Natural-language object grounding data:
*** Block opens ***
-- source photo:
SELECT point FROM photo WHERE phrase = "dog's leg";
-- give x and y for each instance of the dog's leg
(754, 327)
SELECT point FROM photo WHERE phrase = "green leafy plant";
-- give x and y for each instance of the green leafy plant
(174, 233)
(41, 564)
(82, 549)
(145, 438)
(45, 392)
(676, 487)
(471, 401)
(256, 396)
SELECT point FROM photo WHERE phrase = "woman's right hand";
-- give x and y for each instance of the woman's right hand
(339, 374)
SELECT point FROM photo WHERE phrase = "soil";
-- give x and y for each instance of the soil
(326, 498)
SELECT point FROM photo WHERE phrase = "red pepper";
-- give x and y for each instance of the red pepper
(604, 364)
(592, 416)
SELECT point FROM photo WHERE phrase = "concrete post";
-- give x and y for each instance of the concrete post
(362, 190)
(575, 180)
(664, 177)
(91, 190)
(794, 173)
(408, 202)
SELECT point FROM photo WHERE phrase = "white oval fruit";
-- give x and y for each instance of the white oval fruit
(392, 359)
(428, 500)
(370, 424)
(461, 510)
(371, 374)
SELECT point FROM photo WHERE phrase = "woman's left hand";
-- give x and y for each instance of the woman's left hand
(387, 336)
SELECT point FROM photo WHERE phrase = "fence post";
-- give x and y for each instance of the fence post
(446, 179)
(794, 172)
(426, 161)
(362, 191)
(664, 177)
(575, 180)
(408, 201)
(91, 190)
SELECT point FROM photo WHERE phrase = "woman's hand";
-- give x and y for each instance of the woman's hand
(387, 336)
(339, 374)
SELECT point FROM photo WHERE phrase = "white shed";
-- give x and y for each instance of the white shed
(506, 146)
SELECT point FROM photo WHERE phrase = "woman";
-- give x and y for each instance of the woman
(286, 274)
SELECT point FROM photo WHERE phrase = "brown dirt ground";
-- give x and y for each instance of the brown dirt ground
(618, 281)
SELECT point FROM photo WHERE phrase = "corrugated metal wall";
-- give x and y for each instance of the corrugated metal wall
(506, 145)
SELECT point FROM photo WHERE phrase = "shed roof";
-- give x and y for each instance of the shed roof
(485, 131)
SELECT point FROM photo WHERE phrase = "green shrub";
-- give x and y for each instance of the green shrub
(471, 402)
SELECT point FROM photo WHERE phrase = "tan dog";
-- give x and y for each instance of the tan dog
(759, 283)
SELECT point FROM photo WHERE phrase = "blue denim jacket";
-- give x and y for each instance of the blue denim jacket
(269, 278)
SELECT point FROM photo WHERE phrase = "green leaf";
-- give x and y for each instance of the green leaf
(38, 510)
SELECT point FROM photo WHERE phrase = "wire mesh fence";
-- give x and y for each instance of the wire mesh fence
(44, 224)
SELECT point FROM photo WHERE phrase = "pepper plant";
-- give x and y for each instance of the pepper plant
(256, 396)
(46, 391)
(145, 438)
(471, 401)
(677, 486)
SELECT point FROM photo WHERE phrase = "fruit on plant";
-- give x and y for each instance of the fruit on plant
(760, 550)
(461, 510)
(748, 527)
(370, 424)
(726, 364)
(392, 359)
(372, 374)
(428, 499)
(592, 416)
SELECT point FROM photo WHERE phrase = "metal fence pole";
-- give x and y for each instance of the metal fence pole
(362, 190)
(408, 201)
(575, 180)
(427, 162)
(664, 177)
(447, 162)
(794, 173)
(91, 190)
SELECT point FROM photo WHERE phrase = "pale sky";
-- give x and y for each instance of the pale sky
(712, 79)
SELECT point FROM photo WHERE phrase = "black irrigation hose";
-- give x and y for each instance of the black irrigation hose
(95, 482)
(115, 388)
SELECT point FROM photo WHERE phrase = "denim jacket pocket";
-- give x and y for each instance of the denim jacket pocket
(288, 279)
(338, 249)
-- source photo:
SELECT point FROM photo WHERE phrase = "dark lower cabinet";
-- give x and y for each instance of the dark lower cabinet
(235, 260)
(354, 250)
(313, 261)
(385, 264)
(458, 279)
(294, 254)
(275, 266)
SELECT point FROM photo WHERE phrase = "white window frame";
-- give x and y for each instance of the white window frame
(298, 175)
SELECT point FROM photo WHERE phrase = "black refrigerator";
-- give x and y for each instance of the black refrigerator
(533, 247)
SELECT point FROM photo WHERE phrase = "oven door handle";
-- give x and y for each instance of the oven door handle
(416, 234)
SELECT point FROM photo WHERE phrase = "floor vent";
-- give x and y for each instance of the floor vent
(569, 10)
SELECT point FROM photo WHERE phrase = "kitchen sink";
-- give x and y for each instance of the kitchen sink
*** Block closes ***
YOUR ASSIGNMENT:
Go through the entries. Report every line that contains the word "sink".

SOLVED PROBLEM:
SELECT point FROM photo WHERE phrase = "kitchen sink";
-- give x and y for each instance of the kitchen sink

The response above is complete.